== SUPPLIED DATA ==

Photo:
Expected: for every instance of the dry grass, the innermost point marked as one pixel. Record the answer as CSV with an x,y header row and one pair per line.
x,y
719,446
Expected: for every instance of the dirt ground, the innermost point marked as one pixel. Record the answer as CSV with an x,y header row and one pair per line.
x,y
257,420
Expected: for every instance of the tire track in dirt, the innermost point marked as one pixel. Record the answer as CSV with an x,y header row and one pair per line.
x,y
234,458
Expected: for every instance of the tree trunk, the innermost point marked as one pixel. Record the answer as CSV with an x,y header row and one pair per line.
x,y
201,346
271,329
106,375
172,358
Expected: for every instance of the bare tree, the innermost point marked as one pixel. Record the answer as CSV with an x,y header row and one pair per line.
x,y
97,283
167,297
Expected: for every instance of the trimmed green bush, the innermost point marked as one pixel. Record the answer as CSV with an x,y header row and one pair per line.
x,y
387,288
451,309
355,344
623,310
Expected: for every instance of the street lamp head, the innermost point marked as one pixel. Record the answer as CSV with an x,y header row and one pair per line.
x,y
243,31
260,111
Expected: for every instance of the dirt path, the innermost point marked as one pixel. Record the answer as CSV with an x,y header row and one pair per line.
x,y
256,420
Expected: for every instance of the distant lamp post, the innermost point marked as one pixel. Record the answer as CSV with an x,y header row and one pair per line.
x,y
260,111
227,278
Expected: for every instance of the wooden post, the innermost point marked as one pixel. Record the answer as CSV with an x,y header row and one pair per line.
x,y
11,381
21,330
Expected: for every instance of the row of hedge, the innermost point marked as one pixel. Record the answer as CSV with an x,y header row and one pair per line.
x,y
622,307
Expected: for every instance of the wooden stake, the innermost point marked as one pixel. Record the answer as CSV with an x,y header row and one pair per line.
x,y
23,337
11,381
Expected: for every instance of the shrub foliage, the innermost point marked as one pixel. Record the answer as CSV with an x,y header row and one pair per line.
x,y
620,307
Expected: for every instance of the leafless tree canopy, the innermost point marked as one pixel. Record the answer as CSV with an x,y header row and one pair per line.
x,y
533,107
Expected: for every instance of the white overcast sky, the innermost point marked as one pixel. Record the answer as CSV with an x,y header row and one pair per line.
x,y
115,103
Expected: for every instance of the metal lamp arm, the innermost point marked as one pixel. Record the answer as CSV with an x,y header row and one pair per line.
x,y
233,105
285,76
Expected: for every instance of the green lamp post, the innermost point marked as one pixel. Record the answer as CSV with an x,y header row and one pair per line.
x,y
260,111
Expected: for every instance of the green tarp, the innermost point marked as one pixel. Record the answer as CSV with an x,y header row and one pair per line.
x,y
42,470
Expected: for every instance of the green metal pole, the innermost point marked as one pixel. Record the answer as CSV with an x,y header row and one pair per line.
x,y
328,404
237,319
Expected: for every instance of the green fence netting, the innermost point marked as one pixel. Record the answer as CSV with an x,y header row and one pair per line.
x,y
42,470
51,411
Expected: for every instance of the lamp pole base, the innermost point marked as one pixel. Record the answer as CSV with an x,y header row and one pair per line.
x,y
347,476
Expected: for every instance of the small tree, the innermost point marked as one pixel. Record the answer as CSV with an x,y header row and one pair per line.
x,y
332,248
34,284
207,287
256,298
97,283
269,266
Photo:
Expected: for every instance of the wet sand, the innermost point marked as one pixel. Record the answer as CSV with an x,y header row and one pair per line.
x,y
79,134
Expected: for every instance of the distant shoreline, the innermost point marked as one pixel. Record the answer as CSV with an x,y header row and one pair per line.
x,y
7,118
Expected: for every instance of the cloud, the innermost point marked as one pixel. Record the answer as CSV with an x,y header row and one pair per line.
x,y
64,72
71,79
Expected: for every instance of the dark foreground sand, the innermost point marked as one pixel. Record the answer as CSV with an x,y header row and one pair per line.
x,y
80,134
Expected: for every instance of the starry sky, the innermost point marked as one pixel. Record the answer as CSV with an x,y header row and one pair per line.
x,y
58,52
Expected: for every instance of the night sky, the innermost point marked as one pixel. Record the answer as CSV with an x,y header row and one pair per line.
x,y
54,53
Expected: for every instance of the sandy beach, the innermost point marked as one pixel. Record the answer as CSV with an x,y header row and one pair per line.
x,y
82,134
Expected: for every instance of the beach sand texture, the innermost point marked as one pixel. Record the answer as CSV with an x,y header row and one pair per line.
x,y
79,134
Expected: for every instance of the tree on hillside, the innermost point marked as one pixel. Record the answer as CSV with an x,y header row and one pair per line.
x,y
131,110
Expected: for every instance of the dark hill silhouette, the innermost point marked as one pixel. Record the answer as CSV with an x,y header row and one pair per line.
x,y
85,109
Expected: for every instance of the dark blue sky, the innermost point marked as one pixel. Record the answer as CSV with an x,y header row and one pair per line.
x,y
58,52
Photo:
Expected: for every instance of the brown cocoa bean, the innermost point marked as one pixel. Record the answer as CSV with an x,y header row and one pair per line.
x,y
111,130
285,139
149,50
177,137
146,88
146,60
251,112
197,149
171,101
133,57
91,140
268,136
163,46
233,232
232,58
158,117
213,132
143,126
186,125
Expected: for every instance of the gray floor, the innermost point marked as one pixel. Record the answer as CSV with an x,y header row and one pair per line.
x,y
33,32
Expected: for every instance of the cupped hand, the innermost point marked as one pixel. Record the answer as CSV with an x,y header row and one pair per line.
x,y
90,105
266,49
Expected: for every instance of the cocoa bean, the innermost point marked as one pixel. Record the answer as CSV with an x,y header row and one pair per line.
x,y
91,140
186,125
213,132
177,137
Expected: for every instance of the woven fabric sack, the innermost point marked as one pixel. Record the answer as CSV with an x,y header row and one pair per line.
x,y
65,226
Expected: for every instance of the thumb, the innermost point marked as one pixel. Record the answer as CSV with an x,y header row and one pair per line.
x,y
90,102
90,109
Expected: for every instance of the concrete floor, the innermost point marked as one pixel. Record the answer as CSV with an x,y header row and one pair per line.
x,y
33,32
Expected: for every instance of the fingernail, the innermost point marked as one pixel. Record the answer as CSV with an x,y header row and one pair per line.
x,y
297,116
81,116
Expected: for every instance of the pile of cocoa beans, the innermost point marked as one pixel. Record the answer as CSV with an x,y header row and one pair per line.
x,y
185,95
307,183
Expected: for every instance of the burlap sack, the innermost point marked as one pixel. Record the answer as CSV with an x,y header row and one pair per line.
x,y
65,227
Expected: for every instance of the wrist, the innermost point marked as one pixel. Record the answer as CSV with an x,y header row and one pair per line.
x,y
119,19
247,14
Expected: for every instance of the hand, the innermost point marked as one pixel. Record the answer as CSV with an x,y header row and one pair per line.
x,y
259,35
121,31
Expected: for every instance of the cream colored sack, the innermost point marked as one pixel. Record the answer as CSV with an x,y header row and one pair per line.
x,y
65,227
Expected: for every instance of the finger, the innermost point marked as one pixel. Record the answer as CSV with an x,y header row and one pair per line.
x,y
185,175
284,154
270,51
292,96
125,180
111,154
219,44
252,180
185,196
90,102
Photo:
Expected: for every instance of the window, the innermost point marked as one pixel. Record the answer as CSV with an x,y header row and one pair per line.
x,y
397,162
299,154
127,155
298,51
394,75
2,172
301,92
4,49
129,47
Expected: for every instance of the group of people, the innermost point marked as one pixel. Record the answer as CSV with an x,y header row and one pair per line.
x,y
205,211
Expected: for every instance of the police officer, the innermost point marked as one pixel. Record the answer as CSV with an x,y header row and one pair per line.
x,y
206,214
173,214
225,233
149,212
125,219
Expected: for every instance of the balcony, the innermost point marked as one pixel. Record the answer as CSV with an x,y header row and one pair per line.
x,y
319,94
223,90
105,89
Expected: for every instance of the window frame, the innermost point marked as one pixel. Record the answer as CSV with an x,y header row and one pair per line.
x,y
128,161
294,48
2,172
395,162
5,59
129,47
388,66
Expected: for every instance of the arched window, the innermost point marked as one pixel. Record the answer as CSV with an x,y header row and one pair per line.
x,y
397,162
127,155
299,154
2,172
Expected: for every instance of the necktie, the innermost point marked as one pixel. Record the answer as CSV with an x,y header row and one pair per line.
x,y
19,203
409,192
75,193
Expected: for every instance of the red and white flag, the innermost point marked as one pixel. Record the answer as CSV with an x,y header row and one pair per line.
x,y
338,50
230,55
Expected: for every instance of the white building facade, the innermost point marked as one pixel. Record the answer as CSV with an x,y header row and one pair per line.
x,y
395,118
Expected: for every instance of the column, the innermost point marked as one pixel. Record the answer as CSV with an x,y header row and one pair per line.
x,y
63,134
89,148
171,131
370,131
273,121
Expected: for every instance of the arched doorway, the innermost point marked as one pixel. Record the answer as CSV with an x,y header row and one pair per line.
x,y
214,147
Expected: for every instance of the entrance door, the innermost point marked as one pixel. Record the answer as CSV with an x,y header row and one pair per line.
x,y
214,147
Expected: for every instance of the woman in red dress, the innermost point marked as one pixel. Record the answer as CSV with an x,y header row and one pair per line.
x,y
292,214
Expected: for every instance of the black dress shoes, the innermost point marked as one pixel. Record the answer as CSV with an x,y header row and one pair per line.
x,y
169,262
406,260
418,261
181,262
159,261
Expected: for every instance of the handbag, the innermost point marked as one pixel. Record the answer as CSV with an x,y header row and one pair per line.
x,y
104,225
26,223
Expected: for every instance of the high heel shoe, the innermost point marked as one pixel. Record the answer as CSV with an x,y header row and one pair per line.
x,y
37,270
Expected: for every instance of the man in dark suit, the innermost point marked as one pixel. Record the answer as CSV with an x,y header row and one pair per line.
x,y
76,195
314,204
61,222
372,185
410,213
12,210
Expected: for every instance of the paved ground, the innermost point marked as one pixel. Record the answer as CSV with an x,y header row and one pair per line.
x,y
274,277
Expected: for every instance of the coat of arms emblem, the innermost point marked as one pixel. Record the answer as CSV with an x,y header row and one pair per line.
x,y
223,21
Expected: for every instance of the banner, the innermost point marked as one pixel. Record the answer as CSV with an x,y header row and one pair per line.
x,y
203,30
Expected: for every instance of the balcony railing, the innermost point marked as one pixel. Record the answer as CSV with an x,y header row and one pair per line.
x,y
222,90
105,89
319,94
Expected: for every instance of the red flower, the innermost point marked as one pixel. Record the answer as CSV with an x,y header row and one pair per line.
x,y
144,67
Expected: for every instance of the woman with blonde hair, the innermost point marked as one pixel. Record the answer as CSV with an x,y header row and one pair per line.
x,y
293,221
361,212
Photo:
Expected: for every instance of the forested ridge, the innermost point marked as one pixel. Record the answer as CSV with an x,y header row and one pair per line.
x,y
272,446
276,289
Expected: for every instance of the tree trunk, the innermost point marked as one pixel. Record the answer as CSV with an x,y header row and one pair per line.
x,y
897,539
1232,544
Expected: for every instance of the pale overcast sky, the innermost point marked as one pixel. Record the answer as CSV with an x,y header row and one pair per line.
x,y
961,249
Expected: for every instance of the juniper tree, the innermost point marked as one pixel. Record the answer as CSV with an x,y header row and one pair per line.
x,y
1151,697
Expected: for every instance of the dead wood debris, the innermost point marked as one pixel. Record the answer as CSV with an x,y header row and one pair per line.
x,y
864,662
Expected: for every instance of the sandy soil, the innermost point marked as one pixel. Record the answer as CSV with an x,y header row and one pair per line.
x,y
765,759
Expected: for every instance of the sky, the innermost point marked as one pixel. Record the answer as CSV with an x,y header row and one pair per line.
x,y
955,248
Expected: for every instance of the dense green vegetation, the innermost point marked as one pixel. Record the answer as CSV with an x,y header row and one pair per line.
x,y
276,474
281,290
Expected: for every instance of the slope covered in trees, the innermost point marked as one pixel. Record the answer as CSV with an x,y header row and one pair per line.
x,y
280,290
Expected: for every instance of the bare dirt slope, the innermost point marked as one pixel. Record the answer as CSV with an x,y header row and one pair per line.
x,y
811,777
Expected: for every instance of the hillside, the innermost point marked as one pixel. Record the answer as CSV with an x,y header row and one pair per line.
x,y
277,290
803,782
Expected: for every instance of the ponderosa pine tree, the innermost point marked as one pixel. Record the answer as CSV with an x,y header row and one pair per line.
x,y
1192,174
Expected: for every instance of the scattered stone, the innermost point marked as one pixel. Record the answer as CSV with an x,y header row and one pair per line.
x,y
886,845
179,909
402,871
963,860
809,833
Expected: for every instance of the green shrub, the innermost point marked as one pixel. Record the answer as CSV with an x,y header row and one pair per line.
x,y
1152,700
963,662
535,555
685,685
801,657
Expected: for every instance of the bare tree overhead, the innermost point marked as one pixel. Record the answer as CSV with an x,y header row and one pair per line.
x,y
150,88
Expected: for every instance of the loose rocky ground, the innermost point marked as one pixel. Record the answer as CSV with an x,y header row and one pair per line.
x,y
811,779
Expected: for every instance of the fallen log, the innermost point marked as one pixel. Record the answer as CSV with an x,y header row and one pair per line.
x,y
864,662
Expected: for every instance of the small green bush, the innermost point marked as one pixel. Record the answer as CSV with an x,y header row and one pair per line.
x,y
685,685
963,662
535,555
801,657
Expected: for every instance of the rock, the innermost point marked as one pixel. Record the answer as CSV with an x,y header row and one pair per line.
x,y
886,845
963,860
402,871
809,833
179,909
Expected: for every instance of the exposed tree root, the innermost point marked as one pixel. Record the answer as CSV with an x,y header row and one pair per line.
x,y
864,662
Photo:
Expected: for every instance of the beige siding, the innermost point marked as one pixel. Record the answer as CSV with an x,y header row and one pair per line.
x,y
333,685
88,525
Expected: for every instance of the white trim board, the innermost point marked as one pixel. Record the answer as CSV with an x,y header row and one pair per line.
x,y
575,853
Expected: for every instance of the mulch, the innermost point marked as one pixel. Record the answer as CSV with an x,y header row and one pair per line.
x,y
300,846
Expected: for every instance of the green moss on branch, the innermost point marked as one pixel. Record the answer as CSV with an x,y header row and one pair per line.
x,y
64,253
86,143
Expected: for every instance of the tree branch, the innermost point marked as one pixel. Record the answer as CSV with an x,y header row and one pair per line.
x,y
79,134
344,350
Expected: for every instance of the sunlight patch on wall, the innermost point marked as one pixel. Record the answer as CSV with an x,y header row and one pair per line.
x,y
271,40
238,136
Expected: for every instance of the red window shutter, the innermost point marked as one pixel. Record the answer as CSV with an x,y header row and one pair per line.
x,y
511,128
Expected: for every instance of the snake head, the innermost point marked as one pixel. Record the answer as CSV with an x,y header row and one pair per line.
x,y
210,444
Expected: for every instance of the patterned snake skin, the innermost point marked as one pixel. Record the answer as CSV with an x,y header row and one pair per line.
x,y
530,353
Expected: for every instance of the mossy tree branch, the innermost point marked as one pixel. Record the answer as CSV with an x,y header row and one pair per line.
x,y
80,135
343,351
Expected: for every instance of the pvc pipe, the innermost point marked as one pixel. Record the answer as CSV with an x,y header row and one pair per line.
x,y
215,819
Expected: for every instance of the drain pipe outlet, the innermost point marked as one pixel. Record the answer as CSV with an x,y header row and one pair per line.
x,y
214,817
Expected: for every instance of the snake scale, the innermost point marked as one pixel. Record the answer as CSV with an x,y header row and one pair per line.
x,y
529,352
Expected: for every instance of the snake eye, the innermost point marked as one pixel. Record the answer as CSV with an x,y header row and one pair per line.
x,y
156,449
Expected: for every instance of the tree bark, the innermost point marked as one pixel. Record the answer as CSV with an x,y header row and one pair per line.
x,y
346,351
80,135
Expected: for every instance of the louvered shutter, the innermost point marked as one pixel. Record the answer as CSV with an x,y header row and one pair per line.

== WRITTEN INSTRUCTION ==
From the "Expected: for every instance of the snake eye, the" line to the close of the listing, restate each line word for word.

== EXERCISE ANSWER ==
Expected: for every instance of the snake eye, the innermost point marked as one pixel. Record the answer as CSV with an x,y header row and one pair per line.
x,y
156,449
Expected: for every instance of the tree bark, the innermost point marked as one pixel. Record the answer as CSV with an x,y header row and one pair per line.
x,y
346,351
80,135
Expected: for every instance of the louvered shutter, the innermost point marked as one pixel. Record the answer as CSV with an x,y header row and one pair per line.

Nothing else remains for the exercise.